Donc dans ce cas, nous les Africains, et surtout les enfants et jeunes Africains, nous vous demandons de faire une grande organisation efficace pour l’Afrique pour qu’il soit progressé.
Donc, si vous voyez que nous nous sacrifions et exposons notre vie, c’est parce qu’on souffre trop en Afrique et qu’on a besoin de vous pour lutter contre la pauvreté et mettre fin à la guerre en Afrique. Néanmoins, nous voulons étudier, et nous vous demandons de nous aider à étudier pour être comme vous en Afrique.
Enfin, nous vous supplions de nous excuser très très fort d’oser vous écrire cette lettre en tant que vous, les grands personnages que nous devons beaucoup du respect. Et n’oubliez pas que c’est à vous que nous devons plégner (sic) la faiblesse de notre force en Afrique. »
Daté du 29 juillet, soit trois jours avant le départ des adolescents, le message rédigé en français évoque la situation désespérée de leur pays dans lequel la moitié de la population n’a pas un dollar par jour pour vivre. Les deux jeunes gens étaient scolarisés : on a trouvé sur eux une carte d’étudiant d’un collège de Conakry, avec photo. Après une escale à Bamako au Mali, l’Airbus A330-300 de la compagnie belge Sabena en provenance de Conakry s’est posé vers 5h45 à Bruxelles. Yaguine et Fodé avait mis plusieurs couches d’habits : trois pantalons, une veste, un gros pull et un bonnet. Mais à 10’000 mètres d’altitude, la température descend jusqu’à -50 °C. Les roues, que le frottement peut chauffer jusqu’à 200 °C au moment du décollage, améliore momentanément les conditions dans l’habitacle, mais les chances de survie restent extrêmement minces, d’autant que les passagers clandestins risquent de se faire broyer par le train d’atterrissage lorsqu’il se replie. De plus, l’oxygène raréfié provoque rapidement l’asphyxie.
Indifférence et hypocrisie
Après 24 ans de mutisme de la part des autorités politiques européennes et africaines et du monde médiatique, alors que des drames similaires continuent à se produire, il est déplorable de constater qu’en Guinée aucune démarche n’a été entreprise pour donner un sens au sacrifice de ces deux adolescents. Le mois de juin consacré à l’enfance est passé sans évocation de leur souvenir. L’école primaire de Yimbaya que fréquentaient les défunts est abandonnée à son triste sort. L’on se souvient encore à l’annonce de la disparition de Yaguine et Fodé, nos autorités se sont apitoyées sur leur sort, en animant un débat sur la politique du gouvernement en matière d’enfance. Des professions de foi furent formulées, mais au bout du compte aucune matérialisation. Que faut-il de plus pour inciter nos décideurs à changer l’ordre des choses ?

▶ _SÉRIE DE CONSIGNES_:
a: Reproduisez le passage du texte sur Yaguine et Fodé qui commence à « Donc dans ce » et se termine à « vous en Afrique. ».
b: D'après le texte sur Yaguine et Fodé, répondez brièvement :
(i) De quelle date le message est-il daté ?
(ii) Dans quelle ville l'avion a-t-il fait escale avant d'atterrir à Bruxelles ?
(iii) Combien d'années de mutisme sont reprochées aux autorités politiques et au monde médiatique ?

▶ _DONNÉES FOURNIES_:
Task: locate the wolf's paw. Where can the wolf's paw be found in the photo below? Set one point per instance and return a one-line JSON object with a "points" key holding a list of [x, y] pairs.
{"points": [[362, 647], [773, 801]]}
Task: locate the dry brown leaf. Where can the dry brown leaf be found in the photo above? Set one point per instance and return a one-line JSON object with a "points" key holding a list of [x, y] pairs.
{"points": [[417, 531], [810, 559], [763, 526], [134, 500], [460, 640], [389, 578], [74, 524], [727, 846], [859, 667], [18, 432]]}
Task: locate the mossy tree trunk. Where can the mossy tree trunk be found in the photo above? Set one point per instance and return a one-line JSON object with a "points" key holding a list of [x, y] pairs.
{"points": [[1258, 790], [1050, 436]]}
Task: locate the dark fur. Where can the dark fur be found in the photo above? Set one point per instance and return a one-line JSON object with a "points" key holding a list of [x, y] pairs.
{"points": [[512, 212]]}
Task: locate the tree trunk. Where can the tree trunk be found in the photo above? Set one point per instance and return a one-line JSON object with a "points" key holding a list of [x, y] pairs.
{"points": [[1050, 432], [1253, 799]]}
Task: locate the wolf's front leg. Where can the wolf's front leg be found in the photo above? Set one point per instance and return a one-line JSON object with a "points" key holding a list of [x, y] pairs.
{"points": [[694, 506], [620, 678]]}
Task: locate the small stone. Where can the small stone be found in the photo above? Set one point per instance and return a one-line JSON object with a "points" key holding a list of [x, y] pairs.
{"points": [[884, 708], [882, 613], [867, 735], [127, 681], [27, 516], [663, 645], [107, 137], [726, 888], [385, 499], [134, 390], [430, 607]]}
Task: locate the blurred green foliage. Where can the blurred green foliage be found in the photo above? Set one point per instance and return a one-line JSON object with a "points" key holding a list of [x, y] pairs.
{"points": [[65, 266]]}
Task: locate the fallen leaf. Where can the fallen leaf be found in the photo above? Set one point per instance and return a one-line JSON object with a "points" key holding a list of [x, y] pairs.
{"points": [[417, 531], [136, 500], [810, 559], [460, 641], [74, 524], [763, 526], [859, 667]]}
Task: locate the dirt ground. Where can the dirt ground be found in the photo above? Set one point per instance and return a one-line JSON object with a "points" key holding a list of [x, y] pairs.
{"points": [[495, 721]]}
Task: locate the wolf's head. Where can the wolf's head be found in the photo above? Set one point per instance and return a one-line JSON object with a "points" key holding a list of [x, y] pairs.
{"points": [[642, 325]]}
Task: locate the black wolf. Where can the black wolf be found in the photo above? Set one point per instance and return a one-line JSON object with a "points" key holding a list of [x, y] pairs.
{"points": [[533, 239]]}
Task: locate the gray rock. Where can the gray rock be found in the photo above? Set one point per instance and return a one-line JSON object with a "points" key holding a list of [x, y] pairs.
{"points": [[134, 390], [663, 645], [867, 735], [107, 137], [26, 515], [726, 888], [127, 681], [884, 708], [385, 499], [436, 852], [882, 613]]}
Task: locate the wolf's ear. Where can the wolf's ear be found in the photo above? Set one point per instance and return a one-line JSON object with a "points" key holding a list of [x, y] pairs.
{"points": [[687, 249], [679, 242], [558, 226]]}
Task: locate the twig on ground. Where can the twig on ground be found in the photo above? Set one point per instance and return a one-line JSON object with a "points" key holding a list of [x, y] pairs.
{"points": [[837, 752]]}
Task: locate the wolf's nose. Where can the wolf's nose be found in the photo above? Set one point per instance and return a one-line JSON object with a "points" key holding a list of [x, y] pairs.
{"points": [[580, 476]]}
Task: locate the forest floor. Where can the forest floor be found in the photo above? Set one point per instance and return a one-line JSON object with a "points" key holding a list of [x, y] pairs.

▶ _LES RÉPONSES_:
a:
Donc dans ce cas, nous les Africains, et surtout les enfants et jeunes Africains, nous vous demandons de faire une grande organisation efficace pour l’Afrique pour qu’il soit progressé.
Donc, si vous voyez que nous nous sacrifions et exposons notre vie, c’est parce qu’on souffre trop en Afrique et qu’on a besoin de vous pour lutter contre la pauvreté et mettre fin à la guerre en Afrique. Néanmoins, nous voulons étudier, et nous vous demandons de nous aider à étudier pour être comme vous en Afrique.

b:
(i) Du 29 juillet.
(ii) À Bamako, au Mali.
(iii) 24 ans.